** START ARTICLE **

AIRCC PUBLISHING CORPORATION
Machine Learning In Network Security Using KNIME Analytics
School of Information Security and Applied Computing,
College of Technology, Eastern Michigan University, Ypsilanti, MI, USA
Machine learning has more and more effect on our every day’s life. This field keeps growing and expanding into new areas. Machine learning is based on the implementation of artificial intelligence that gives systems the capability to automatically learn and enhance from experiments without being explicitly programmed. Machine Learning algorithms apply mathematical equations to analyze datasets and predict values based on the dataset. In the field of cybersecurity, machine learning algorithms can be utilized to train and analyze the Intrusion Detection Systems (IDSs) on security-related datasets. In this paper, we tested different machine learning algorithms to analyze NSL-KDD dataset using KNIME analytics.

** END ARTICLE **

SHORT EXERCISE A:
Answer the following questions about the abstract on machine learning in network security:
(i) Which dataset did the authors analyze?
(ii) What do machine learning algorithms apply in order to analyze datasets and predict values?
(iii) Which university is named in the affiliation lines?
SHORT EXERCISE B: Extend the abstract on machine learning in network security by writing what comes after its final sentence.

** START EXTRACTED DATA **

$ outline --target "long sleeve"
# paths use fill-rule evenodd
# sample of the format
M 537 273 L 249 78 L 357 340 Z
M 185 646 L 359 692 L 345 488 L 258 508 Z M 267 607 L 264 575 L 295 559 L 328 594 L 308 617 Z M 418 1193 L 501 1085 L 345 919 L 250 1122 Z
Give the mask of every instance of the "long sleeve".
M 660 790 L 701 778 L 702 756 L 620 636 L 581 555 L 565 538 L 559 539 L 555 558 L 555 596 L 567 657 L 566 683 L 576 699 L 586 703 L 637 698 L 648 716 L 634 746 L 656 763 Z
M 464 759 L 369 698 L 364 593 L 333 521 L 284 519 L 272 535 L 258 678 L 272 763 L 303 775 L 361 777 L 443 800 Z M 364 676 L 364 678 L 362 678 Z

** END EXTRACTED DATA **
** START EXTRACTED DATA **

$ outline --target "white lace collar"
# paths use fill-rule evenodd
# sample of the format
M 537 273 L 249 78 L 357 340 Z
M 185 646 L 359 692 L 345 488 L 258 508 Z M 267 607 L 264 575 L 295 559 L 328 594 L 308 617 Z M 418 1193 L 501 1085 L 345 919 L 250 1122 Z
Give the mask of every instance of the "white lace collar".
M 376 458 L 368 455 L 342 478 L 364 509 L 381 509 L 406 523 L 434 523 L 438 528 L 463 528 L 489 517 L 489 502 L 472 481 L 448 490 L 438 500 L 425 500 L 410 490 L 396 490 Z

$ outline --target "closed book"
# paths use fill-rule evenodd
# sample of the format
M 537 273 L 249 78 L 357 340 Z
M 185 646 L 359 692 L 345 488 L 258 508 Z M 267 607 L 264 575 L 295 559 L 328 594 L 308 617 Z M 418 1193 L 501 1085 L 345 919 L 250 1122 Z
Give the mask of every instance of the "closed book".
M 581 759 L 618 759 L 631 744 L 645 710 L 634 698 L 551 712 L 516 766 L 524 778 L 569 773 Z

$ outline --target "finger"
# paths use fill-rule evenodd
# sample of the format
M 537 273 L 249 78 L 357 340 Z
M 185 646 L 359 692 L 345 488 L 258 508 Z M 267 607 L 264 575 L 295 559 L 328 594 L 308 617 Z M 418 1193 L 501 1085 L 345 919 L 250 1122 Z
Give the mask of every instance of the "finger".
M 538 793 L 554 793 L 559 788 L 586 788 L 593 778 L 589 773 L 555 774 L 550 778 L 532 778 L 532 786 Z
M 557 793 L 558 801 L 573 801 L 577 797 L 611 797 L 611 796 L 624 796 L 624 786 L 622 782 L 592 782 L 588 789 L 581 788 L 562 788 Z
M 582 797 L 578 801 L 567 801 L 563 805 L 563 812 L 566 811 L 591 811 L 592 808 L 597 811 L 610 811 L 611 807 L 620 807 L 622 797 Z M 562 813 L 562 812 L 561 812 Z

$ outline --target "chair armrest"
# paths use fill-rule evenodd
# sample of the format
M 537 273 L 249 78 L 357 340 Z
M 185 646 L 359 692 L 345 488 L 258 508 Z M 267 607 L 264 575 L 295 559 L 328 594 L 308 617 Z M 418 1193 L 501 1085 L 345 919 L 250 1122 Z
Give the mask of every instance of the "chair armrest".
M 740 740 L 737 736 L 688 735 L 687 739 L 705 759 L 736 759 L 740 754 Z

** END EXTRACTED DATA **
** START EXTRACTED DATA **

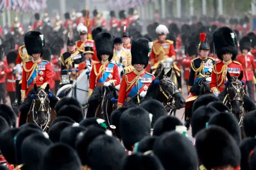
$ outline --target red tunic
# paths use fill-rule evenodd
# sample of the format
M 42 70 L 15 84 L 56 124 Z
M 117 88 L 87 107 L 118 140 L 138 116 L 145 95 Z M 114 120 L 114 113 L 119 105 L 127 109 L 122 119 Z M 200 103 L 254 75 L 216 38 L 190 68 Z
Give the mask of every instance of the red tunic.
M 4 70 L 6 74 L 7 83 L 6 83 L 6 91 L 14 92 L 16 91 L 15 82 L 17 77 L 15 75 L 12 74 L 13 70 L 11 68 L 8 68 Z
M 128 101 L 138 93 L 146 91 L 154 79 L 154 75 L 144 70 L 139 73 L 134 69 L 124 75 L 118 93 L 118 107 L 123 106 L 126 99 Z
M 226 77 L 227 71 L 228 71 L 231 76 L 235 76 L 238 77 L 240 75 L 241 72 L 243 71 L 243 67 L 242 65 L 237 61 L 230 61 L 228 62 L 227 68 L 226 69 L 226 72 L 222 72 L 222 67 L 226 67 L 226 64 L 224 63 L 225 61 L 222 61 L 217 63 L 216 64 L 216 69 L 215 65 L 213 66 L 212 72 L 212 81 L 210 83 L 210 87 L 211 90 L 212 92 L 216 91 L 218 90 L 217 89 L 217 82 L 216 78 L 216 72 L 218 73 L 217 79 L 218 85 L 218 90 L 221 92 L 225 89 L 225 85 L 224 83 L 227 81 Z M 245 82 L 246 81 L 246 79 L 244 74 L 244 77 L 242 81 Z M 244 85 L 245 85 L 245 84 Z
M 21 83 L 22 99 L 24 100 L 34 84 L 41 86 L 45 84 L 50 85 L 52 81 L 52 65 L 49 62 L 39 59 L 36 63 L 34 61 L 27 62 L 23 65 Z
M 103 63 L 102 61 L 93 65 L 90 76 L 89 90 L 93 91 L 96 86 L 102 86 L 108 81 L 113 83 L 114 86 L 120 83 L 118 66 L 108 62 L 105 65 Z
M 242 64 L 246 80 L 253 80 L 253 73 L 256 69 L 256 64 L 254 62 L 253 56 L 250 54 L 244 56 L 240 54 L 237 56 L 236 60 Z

** END EXTRACTED DATA **

EXPECTED OUTPUT A:
(i) The NSL-KDD dataset.
(ii) Mathematical equations.
(iii) Eastern Michigan University.

EXPECTED OUTPUT B:
Network Security, KNIME, NSL-KDD, and Machine Learning
In today’s connected world, where billions of people access the internet, anything that depends on the internet for communication, or is connected to a computer or any type of smart device, can be affected by several kinds of cyber attacks. As a result, many organizations, either public or private, have to deal with continuous and complicated different types of cyber attacks and cyber threats. The fact that cyber threats and cyber attacks now permeate every facet of society shows why cybersecurity is crucially important.
Cybersecurity is the action of securing programs, networks, and systems from any cyberattacks. These cyberattacks are mainly intended at gaining access to, altering, or deleting critical data; stealing money from users; or stopping usual business operations.
Intrusion Detection System (IDS) is one of the important and dynamic areas to handle cyberattacks.IDS is an implementation or a technique which can detect an attack attempt by analyzing the activity of network or system then IDS will raise the alarm. Any system that can decide for further steps is named Intrusion Prevention System (IPS). The role of IDS is to raise the security level by identifying malicious and suspicious events that could be detected in a computer or network system.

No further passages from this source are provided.